[Dataset entries]
%%
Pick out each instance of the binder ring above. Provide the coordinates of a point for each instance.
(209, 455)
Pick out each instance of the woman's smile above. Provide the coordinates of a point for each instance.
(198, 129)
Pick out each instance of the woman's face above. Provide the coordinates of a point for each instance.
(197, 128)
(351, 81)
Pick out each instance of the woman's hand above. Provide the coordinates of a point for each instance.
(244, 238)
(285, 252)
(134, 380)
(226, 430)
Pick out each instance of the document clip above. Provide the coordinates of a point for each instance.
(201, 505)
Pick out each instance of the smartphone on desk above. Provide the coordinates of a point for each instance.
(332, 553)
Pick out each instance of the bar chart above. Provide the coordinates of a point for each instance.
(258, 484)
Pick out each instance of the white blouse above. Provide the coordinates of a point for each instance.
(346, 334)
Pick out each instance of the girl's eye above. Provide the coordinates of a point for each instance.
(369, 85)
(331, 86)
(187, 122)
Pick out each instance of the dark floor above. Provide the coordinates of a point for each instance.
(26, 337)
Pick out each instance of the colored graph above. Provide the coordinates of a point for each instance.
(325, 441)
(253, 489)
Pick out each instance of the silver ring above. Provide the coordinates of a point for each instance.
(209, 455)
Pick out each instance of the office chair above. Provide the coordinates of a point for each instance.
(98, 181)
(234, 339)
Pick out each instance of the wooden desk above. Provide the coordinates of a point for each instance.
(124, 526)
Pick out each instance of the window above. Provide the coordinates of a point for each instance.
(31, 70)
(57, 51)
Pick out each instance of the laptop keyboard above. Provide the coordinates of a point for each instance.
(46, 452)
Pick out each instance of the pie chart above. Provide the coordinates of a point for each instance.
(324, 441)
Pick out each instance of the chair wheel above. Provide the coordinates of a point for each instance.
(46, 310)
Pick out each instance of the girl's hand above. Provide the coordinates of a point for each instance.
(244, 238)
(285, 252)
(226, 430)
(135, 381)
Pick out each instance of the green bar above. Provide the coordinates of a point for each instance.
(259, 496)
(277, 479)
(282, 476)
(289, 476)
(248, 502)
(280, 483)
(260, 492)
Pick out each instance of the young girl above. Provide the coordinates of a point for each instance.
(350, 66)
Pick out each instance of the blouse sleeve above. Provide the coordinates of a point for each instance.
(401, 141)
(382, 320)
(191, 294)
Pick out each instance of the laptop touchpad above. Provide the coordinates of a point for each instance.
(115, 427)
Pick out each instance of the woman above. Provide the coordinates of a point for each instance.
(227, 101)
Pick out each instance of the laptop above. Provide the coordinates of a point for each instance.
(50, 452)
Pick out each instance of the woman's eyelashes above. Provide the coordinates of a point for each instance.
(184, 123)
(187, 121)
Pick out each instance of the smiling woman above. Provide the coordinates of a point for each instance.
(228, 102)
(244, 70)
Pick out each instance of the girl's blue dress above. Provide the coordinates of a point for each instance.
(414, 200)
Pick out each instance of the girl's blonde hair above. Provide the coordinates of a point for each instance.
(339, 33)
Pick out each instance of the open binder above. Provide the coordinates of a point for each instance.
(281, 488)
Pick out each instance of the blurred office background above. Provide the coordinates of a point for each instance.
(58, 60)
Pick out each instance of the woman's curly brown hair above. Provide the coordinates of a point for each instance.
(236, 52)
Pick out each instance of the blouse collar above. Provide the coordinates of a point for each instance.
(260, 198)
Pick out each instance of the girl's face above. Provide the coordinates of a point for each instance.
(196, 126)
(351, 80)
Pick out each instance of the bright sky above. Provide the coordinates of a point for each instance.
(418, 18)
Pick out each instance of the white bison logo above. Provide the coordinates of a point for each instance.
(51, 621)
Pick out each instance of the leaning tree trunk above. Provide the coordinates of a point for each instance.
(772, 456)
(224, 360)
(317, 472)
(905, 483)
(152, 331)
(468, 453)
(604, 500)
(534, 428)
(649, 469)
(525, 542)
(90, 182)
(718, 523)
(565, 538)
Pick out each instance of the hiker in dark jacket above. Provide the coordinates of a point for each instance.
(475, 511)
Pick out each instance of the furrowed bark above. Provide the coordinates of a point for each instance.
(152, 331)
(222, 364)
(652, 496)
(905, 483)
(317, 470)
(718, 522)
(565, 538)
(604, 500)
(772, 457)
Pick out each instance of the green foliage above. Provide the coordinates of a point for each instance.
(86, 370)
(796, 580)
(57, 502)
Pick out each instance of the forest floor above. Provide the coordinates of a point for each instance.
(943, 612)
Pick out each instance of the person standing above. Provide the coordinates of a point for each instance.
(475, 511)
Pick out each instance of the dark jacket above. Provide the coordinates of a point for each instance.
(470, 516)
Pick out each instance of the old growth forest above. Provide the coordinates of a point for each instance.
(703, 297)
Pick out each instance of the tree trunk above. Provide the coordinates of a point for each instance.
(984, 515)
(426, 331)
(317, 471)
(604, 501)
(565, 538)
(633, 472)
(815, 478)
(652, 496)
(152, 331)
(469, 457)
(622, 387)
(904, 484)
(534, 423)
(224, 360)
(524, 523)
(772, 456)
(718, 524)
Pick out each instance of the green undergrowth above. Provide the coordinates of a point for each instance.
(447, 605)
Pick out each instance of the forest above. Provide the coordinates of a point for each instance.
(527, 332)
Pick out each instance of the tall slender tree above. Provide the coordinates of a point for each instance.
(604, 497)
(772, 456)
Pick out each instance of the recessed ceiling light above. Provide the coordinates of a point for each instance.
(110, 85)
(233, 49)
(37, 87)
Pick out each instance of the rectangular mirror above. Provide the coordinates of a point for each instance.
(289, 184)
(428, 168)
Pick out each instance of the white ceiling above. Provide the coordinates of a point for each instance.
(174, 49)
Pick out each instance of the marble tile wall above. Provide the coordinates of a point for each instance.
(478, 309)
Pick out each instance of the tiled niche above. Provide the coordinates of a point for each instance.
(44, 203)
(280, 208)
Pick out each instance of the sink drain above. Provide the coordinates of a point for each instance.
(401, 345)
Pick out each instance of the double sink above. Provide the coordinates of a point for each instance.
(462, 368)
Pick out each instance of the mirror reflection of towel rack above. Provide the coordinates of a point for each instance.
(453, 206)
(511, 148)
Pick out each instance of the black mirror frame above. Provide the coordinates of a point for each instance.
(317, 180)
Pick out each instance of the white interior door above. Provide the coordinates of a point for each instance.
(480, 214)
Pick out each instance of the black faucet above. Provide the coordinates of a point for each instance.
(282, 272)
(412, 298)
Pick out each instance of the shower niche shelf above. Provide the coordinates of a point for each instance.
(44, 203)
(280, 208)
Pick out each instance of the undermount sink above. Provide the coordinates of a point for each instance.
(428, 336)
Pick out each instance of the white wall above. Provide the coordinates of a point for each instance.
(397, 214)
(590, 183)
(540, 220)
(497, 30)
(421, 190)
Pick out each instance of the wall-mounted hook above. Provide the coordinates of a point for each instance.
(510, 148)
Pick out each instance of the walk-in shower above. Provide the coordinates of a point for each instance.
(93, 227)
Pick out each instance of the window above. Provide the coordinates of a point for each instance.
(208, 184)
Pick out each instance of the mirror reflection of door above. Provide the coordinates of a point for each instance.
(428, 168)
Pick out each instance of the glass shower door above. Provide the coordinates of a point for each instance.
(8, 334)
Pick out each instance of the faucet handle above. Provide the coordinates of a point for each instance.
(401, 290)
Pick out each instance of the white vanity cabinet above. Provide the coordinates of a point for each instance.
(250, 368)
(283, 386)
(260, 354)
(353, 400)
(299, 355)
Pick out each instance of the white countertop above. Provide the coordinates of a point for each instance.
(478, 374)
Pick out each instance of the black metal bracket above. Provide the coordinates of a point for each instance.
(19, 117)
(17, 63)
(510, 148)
%%
_Exercise brief_. Each record above must be output without any alteration.

_Task answer_.
Pick out each instance of the binder ring above. Provide the coordinates of a point for each instance.
(209, 455)
Pick out each instance of the woman's smile above. Provide the coordinates of a point for each instance.
(198, 129)
Pick out each instance of the woman's face above. Provide the coordinates of a point for each instance.
(197, 128)
(351, 81)
Pick out each instance of the woman's hand above. Provide the coordinates of a point for each instance.
(244, 238)
(285, 252)
(134, 380)
(226, 430)
Pick out each instance of the document clip above. Provide the coordinates of a point for each instance.
(201, 505)
Pick out each instance of the smartphone on desk above. Provide the coordinates of a point for each instance.
(332, 553)
Pick out each instance of the bar chart above. Provide the coordinates of a point for each instance.
(258, 484)
Pick out each instance of the white blouse above. Provide the coordinates of a point for each instance.
(346, 334)
Pick out each instance of the girl's eye above. Provide the coordinates of a point for each instance.
(369, 85)
(331, 86)
(187, 122)
Pick out each instance of the dark floor above. Provide the coordinates of a point for each instance.
(26, 337)
Pick out each instance of the colored graph above. Provide the coordinates of a point for each instance.
(325, 441)
(253, 489)
Pick out each instance of the silver ring above. Provide the coordinates of a point for each instance.
(209, 455)
Pick out each instance of the office chair above. Provide the coordinates of a point for each instance.
(98, 181)
(234, 339)
Pick out each instance of the wooden desk above. Provide the coordinates of a point for each instance.
(124, 526)
Pick out each instance of the window above. Provide the coordinates of a point for each instance.
(31, 70)
(57, 51)
Pick out each instance of the laptop keyboard above. Provide the coordinates of a point for each instance.
(46, 452)
Pick out each instance of the pie chart above. Provide the coordinates of a point for each instance.
(324, 441)
Pick out each instance of the chair wheel above. Provide the coordinates of a point for each instance.
(46, 310)
Pick out each instance of the girl's hand above. Provide the coordinates of a point for each instance.
(244, 238)
(285, 252)
(226, 430)
(135, 381)
Pick out each instance of the green bar above. Provide the coordinates of a point for each instance.
(259, 496)
(277, 479)
(282, 476)
(289, 476)
(248, 502)
(280, 483)
(260, 492)
Pick out each instance of the young girl above. Provide the coordinates of a point for each instance.
(350, 66)
Pick out each instance of the blouse sleeve above. Provide the coordinates of a point for each instance.
(401, 141)
(382, 320)
(191, 294)
Pick out each instance of the laptop touchpad above. Provide the coordinates of a point for each instance.
(115, 427)
Pick out each instance of the woman above. Provide the coordinates of a point for each instance.
(227, 101)
Pick out each instance of the laptop above. Provide the coordinates of a point for each instance.
(50, 452)
Pick out each instance of the woman's eyelashes above. Provide the coordinates of a point for each instance.
(184, 123)
(187, 121)
Pick out each instance of the smiling woman above. Provide the coordinates of a point for each instance.
(228, 102)
(244, 70)
Pick out each instance of the girl's blue dress above. Provide the coordinates of a point for each instance.
(414, 200)
Pick out each instance of the girl's blonde hair above. Provide the coordinates of a point for each instance.
(339, 33)
Pick out each instance of the open binder above. Provide the coordinates of a point for each instance.
(281, 488)
Pick out each instance of the blurred office background above. Provide the coordinates of a point for each instance.
(58, 60)
Pick out each instance of the woman's curly brown hair above. Provide the coordinates of a point for each instance.
(236, 52)
Pick out each instance of the blouse collar above. Provide the coordinates of a point for each instance.
(260, 198)
Pick out each instance of the girl's face above. Provide the coordinates of a point for each instance.
(196, 126)
(351, 80)
Pick out each instance of the bright sky above. Provide the coordinates of a point for each instance.
(418, 18)
Pick out each instance of the white bison logo above. Provide the coordinates of a point for each instance.
(51, 621)
Pick out each instance of the leaning tree trunk above. Provide the coordinates of a point for each instance.
(772, 456)
(224, 360)
(317, 472)
(905, 483)
(152, 331)
(468, 453)
(604, 500)
(534, 428)
(649, 469)
(525, 542)
(90, 182)
(718, 523)
(565, 538)
Pick out each instance of the hiker in dark jacket above. Provide the coordinates of a point for each instance.
(475, 511)
Pick out each instance of the furrowed bark above. Provide the coordinates of a point for each instance.
(152, 331)
(222, 364)
(652, 496)
(905, 483)
(317, 470)
(718, 522)
(565, 538)
(604, 500)
(772, 457)
Pick out each instance of the green foliage above. Provide the coordinates of a point for each instance.
(86, 370)
(796, 580)
(57, 502)
Pick out each instance of the forest floor above. Provide the coordinates of a point for each instance.
(943, 612)
Pick out each instance of the person standing above. Provide the coordinates of a point for each instance.
(475, 511)
Pick out each instance of the dark jacket above. Provide the coordinates of a point for each instance.
(470, 516)
Pick out each instance of the old growth forest above. Provide the coordinates of a point for each instance.
(703, 297)
Pick out each instance of the tree trunk above. Provide the coordinates of a point for each instance.
(984, 515)
(426, 331)
(317, 471)
(604, 501)
(565, 538)
(633, 472)
(815, 478)
(652, 496)
(152, 331)
(469, 457)
(622, 387)
(904, 484)
(534, 423)
(224, 360)
(524, 523)
(772, 456)
(718, 524)
Pick out each instance of the green undergrowth above. Provide the coordinates of a point for each instance.
(447, 605)
Pick out each instance of the forest above. Provide the coordinates of a point for each instance.
(527, 332)
Pick out each instance of the tall slender tree above. Provide the coordinates of a point for each instance.
(604, 497)
(772, 456)
Pick out each instance of the recessed ceiling light above. Provide the coordinates of a point for each instance.
(110, 85)
(233, 49)
(37, 87)
Pick out each instance of the rectangular mirror above. Provide the coordinates of a point for each instance.
(289, 184)
(428, 168)
Pick out each instance of the white ceiling above. Provide the coordinates of a point for each instance.
(174, 49)
Pick out each instance of the marble tile wall above. Provide the coordinates of a point for each instance.
(478, 309)
Pick out each instance of the tiled niche above. Provide the coordinates of a point for each instance.
(44, 203)
(280, 208)
Pick out each instance of the sink drain above. Provide the coordinates of a point for each instance.
(401, 345)
Pick out each instance of the double sink above. Provide the coordinates of a point for each instance.
(462, 368)
Pick out each instance of the mirror reflection of towel rack above. Provide the coordinates of a point for each instance.
(453, 206)
(511, 148)
Pick out each instance of the black mirror frame above. Provide the coordinates of a point for each instance.
(317, 180)
Pick out each instance of the white interior door above. Provide the coordinates of a point for each instance.
(480, 214)
Pick out each instance of the black faucet above. Provide the coordinates of a point for each instance.
(282, 272)
(412, 298)
Pick out each instance of the shower niche shelf above. Provide the coordinates of a point for each instance.
(44, 203)
(280, 208)
Pick out each instance of the undermount sink above. Provide the coordinates of a point for each instance.
(428, 336)
Pick out each instance of the white wall above. Provide the coordinates of a point for each instance.
(397, 214)
(590, 183)
(540, 220)
(497, 30)
(421, 190)
Pick out each instance of the wall-mounted hook above. Provide the coordinates of a point for each instance.
(510, 148)
Pick out each instance of the walk-in shower above. Provide the coordinates of a point for each instance.
(93, 227)
Pick out each instance of the window above. Provide the coordinates of a point for each instance.
(208, 184)
Pick out each instance of the mirror reflection of door above. Provide the coordinates of a point for each instance.
(428, 168)
Pick out each instance of the glass shower door above. Provide the coordinates of a point for each instance.
(8, 334)
Pick out each instance of the faucet handle above. Provide the coordinates of a point for each instance.
(401, 290)
Pick out each instance of the white vanity cabinet above. Provide the coordinates of a point for each instance.
(250, 368)
(283, 386)
(260, 354)
(353, 400)
(299, 355)
Pick out each instance of the white countertop above. Provide the coordinates of a point for each instance.
(478, 374)
Pick out each instance of the black metal bracket above. Provide the coordinates of a point for each instance.
(19, 117)
(17, 63)
(510, 148)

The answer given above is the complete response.